─── Data shown

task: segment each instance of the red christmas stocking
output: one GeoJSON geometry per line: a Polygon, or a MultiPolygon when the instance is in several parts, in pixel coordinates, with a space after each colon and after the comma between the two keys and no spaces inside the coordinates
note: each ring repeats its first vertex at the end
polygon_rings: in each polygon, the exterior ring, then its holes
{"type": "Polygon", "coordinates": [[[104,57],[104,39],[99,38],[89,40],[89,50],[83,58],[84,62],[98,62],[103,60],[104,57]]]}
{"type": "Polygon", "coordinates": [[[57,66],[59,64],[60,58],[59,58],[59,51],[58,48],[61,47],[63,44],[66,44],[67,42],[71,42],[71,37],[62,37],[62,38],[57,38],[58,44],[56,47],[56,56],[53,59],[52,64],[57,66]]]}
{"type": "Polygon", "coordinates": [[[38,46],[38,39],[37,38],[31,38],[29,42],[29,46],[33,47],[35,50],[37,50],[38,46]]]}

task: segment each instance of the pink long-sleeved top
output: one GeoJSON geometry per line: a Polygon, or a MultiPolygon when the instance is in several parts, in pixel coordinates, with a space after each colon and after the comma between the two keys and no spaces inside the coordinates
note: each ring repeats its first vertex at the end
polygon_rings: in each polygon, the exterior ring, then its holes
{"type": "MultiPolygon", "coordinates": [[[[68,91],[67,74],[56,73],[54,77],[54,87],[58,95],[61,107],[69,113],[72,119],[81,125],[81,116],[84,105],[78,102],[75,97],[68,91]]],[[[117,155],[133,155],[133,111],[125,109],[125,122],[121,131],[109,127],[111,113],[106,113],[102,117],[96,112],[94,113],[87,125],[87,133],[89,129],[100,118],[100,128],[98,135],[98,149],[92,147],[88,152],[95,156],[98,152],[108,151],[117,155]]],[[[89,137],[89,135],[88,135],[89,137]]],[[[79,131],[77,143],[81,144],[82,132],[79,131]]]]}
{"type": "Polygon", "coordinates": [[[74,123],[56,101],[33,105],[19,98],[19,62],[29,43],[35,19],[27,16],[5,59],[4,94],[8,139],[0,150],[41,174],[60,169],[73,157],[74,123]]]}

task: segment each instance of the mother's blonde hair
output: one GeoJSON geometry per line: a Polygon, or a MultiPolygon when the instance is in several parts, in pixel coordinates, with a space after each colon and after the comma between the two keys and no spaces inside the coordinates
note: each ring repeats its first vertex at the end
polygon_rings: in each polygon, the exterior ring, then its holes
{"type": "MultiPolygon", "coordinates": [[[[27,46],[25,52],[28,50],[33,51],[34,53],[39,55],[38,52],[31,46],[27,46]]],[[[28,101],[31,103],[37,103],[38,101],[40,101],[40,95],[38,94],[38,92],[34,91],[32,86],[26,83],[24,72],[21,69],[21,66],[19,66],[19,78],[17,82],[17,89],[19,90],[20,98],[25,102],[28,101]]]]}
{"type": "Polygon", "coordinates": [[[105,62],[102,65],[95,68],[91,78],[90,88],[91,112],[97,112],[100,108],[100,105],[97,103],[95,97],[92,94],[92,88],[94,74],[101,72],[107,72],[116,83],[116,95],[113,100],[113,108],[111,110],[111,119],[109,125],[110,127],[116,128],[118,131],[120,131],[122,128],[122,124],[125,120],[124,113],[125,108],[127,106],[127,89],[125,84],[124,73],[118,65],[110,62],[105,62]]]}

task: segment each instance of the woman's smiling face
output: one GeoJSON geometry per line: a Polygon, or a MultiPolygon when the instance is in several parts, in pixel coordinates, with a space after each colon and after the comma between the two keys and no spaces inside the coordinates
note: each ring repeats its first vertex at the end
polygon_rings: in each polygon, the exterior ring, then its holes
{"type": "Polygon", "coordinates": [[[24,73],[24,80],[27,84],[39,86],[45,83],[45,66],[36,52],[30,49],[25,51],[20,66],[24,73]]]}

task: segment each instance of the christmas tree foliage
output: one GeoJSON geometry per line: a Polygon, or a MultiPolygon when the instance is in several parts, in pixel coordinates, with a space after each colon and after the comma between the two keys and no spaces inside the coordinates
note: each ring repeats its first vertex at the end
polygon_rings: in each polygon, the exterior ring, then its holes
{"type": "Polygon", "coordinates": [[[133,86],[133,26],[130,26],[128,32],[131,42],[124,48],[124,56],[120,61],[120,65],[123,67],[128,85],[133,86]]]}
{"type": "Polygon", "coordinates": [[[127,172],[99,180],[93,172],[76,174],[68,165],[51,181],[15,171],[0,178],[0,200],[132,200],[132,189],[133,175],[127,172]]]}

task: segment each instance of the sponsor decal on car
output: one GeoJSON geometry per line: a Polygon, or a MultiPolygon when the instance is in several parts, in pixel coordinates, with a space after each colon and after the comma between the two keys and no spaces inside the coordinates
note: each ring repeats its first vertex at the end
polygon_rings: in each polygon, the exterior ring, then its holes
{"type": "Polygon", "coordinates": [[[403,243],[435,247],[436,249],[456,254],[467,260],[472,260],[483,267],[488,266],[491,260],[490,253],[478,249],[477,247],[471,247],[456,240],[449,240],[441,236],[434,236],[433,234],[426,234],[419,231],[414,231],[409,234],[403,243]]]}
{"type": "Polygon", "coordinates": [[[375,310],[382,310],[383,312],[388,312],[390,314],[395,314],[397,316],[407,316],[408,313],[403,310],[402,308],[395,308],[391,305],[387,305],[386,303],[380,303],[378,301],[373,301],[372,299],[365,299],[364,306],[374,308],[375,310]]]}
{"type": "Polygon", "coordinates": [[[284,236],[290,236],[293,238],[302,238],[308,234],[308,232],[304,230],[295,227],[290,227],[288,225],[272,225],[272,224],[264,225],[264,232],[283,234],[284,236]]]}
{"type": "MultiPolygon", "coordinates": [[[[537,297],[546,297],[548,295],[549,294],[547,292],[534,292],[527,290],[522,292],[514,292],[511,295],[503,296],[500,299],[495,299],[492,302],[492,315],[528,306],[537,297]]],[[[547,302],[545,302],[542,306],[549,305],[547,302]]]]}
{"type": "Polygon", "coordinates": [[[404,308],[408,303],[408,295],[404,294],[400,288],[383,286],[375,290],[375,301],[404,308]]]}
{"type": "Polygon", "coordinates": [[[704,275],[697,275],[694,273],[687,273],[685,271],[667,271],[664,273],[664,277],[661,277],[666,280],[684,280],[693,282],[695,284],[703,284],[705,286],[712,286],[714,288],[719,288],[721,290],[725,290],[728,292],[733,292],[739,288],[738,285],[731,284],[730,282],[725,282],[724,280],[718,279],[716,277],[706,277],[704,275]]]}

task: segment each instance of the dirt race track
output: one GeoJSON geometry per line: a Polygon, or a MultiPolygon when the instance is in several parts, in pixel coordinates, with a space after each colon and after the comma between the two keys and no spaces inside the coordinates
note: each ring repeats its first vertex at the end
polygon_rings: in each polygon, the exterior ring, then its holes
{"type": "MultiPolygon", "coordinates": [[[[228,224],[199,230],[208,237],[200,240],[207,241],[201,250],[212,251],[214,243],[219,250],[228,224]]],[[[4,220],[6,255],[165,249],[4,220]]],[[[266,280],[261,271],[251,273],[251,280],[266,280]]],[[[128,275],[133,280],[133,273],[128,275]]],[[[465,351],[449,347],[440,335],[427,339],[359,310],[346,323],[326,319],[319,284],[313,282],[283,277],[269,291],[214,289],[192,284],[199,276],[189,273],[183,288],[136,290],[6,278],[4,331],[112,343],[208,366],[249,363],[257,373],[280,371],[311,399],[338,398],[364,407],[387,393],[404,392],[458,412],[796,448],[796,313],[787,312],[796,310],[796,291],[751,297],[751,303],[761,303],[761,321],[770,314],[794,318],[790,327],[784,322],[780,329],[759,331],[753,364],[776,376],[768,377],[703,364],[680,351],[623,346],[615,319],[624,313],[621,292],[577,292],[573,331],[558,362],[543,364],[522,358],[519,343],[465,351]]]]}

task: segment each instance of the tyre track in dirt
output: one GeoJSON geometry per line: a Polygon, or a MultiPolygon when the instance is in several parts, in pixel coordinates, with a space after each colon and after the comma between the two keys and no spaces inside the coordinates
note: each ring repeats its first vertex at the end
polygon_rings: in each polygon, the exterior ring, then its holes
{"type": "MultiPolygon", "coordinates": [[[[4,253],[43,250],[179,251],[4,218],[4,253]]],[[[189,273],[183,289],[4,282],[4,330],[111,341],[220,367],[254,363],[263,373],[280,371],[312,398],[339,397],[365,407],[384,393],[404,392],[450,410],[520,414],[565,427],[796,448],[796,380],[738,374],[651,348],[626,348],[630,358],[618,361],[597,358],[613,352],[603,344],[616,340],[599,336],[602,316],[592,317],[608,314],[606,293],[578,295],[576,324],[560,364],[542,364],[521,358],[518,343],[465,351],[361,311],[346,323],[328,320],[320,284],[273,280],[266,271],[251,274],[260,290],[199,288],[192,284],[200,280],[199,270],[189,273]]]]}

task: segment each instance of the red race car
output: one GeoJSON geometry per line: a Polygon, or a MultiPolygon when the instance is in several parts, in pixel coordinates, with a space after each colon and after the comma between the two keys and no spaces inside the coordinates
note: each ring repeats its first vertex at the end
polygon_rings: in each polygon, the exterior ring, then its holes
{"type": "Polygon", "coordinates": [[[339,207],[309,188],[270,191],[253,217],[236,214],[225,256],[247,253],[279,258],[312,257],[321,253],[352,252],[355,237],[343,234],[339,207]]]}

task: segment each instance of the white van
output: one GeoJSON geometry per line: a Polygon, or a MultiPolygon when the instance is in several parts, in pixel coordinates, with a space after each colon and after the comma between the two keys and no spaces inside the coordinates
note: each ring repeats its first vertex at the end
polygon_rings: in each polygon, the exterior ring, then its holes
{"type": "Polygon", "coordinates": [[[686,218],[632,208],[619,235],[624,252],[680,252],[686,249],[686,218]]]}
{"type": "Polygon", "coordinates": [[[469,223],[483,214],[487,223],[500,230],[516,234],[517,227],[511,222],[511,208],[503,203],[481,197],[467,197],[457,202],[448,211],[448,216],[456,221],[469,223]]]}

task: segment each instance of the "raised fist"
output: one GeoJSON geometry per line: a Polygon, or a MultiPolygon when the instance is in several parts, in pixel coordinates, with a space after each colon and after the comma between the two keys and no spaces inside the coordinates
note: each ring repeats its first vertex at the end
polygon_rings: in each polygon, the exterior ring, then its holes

──────

Exercise brief
Copy all lines from the data above that contain the word "christmas".

Answer space
task: segment each instance of the red christmas stocking
task: segment each instance of the christmas tree foliage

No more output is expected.